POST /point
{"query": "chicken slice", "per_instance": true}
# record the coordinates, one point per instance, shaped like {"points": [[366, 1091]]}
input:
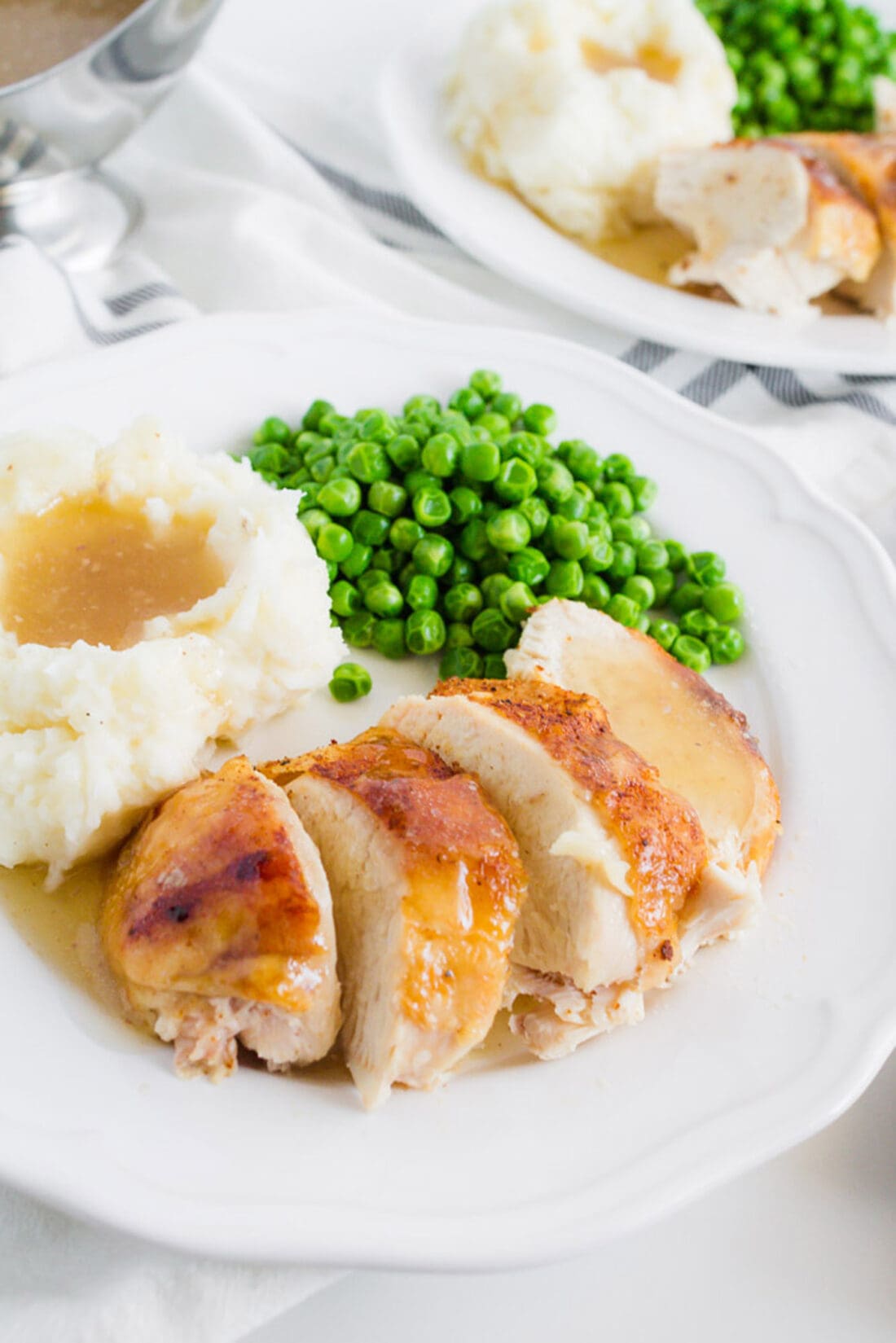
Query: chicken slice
{"points": [[773, 225], [867, 165], [701, 746], [217, 927], [612, 856], [428, 884]]}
● ● ● ●
## The problem
Convert the rows above into a numbered list with one line per entry, leaving out blank lines and the pictures.

## Output below
1. POST /point
2. {"query": "chicken slice", "per_instance": true}
3. # record the coordinates, one point per instance, shaped like {"points": [[366, 1091]]}
4. input:
5. Query: chicken slice
6. {"points": [[773, 225], [867, 165], [701, 746], [217, 927], [612, 856], [428, 884]]}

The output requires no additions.